(Point localization data)
"""
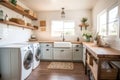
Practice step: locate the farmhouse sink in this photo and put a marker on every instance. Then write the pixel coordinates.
(62, 44)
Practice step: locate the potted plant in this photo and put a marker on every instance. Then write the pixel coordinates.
(87, 36)
(83, 23)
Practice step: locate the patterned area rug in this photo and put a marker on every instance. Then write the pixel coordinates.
(61, 65)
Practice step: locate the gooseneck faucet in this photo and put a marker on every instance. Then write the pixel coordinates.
(63, 38)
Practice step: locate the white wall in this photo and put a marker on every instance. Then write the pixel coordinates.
(13, 34)
(100, 6)
(75, 15)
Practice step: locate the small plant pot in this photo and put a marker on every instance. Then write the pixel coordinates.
(87, 39)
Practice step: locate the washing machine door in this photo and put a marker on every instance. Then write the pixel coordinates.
(28, 59)
(37, 54)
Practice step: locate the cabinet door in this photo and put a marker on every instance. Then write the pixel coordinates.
(62, 54)
(77, 54)
(84, 54)
(66, 54)
(57, 54)
(47, 53)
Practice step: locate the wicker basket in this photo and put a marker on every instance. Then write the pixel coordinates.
(19, 7)
(29, 12)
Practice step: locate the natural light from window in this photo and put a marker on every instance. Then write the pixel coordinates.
(108, 22)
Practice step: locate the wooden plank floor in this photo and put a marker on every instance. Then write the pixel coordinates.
(42, 73)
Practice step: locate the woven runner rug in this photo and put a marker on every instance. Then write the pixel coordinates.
(61, 65)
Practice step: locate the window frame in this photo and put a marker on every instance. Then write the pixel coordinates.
(107, 23)
(63, 31)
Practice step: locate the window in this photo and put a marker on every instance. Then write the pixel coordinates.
(102, 23)
(59, 28)
(108, 22)
(113, 21)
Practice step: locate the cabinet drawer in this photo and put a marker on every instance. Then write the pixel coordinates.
(47, 45)
(62, 54)
(76, 45)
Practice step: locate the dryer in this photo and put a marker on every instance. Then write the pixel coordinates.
(36, 52)
(16, 62)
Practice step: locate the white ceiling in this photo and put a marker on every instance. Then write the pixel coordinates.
(50, 5)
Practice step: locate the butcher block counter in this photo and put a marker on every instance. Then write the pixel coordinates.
(97, 58)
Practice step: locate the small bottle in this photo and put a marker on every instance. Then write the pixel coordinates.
(6, 17)
(1, 15)
(78, 39)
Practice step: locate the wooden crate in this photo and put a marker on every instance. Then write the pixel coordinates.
(19, 7)
(109, 74)
(29, 12)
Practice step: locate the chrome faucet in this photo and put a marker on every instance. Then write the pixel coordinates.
(63, 38)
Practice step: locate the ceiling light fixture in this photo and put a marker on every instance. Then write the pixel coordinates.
(63, 13)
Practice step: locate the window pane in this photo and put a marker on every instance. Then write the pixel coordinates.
(69, 24)
(102, 23)
(113, 14)
(113, 21)
(56, 28)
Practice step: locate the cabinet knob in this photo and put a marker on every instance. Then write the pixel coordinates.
(47, 45)
(47, 49)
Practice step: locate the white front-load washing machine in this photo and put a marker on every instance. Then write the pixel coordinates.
(36, 52)
(36, 55)
(16, 62)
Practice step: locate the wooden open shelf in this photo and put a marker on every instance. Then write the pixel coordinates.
(18, 25)
(14, 8)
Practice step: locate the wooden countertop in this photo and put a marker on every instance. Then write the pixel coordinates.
(73, 42)
(101, 51)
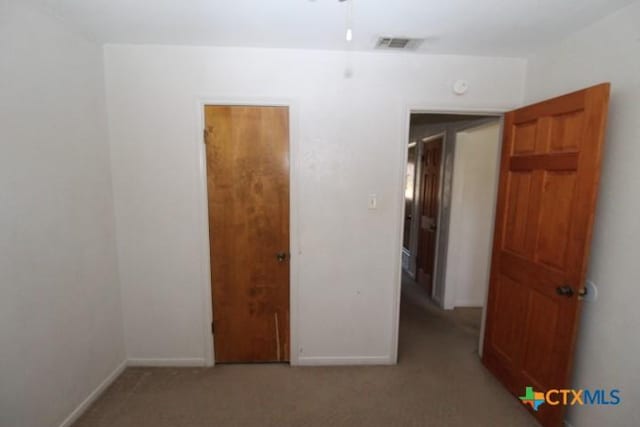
"""
In the answer, the entries should be restated verbatim, with all pictures omitted.

# COMPLETED EXERCISE:
Practice step: locate the farmhouse sink in this photo and put a marker on every instance. Then write the pixel coordinates.
(62, 44)
Practice step: locate the potted plant in this photo and put a marker on every instance. Then write the pixel coordinates.
(87, 36)
(83, 23)
Practice step: locate the patterned area rug in this photo and put a marker on every instance. Then write the pixel coordinates.
(61, 65)
Practice step: locate the gooseneck faucet in this photo and put a marker on every instance. Then write the pixel coordinates.
(63, 38)
Practice step: locate the white wall in this photo and put a marker on every instance. Then write the pixel coordinates.
(13, 34)
(100, 6)
(75, 15)
Practice step: locate the small plant pot in this photo and put a marker on every instance. Then write the pixel coordinates.
(87, 39)
Practice step: locate the washing machine door in this photo and put a marker on every instance. Then write the pixel coordinates.
(28, 59)
(37, 54)
Practice step: locate the cabinet door in this photo and put a marker on every instance. Then write the pixel coordinates.
(62, 54)
(77, 54)
(84, 54)
(66, 54)
(57, 54)
(47, 53)
Practice step: locate the wicker basket in this photo and put a marker on every instance. Then write the pixel coordinates.
(19, 7)
(29, 12)
Practice step: locate the natural light from window in this photo and put a marker on every instance. Then write the pixel coordinates.
(108, 22)
Practice step: locate the wooden plank floor in this photo and put a marker on every instance. Then write the pixel coordinates.
(42, 73)
Practice step: locate the woven runner rug in this photo and put a marker on every instance. Then write the pixel coordinates.
(61, 65)
Practice step: locate the window frame in this photo and put a marker on every instance. Then write the pixel coordinates.
(107, 23)
(63, 31)
Practice step: locate the window in this photo and put a marker on every instance. Then write the pixel coordinates.
(102, 23)
(59, 28)
(108, 22)
(113, 21)
Practice step: locate the cabinet drawer in this photo and put a marker on every instance. Then write the pixel coordinates.
(47, 45)
(62, 54)
(76, 45)
Practice step: locate the dryer in this photo and put a marker on every instance. Then write the pixel coordinates.
(36, 52)
(16, 62)
Practice step: locate the white ceiling in this photo and put a marker on every instance. Then write the pixel coordinates.
(50, 5)
Practice step: locate the butcher block counter in this photo and put a marker on every instance. Then write the pixel coordinates.
(97, 58)
Practice step: locate the small bottle in this photo and put a marker on every instance. Then write the pixel coordinates.
(6, 17)
(1, 15)
(78, 39)
Practice step: locate the wooden crate in this photo and put a marker on every instance. Then write the pixel coordinates.
(19, 7)
(109, 74)
(29, 12)
Practice step: locate the chrome faucet in this photo and put a marker on every instance. Then write the pixel coordinates.
(63, 38)
Practice step: locate the ceiling light fixture in this photo and put a marker on every instance. Then write the pixel coordinates.
(63, 13)
Practice step: locate the window pane in this photo and put a marker on every instance. Then write the pixel coordinates.
(69, 24)
(102, 23)
(113, 14)
(113, 21)
(56, 28)
Practice step: locate the cabinet knob in this photo and put a marker on every instance. Then write the pixel coordinates.
(47, 45)
(47, 49)
Practice step: locate the white front-load washing machine in this photo and put a marker on every instance. Then write the pixel coordinates.
(36, 52)
(36, 55)
(16, 62)
Practice step: locate the wooden open shelf in this photo and put a marker on every instance. Then write the pixel coordinates.
(18, 25)
(14, 8)
Practice step: locate the wooden countertop in this photo and put a marker on every instance. Then write the pixel coordinates.
(73, 42)
(101, 51)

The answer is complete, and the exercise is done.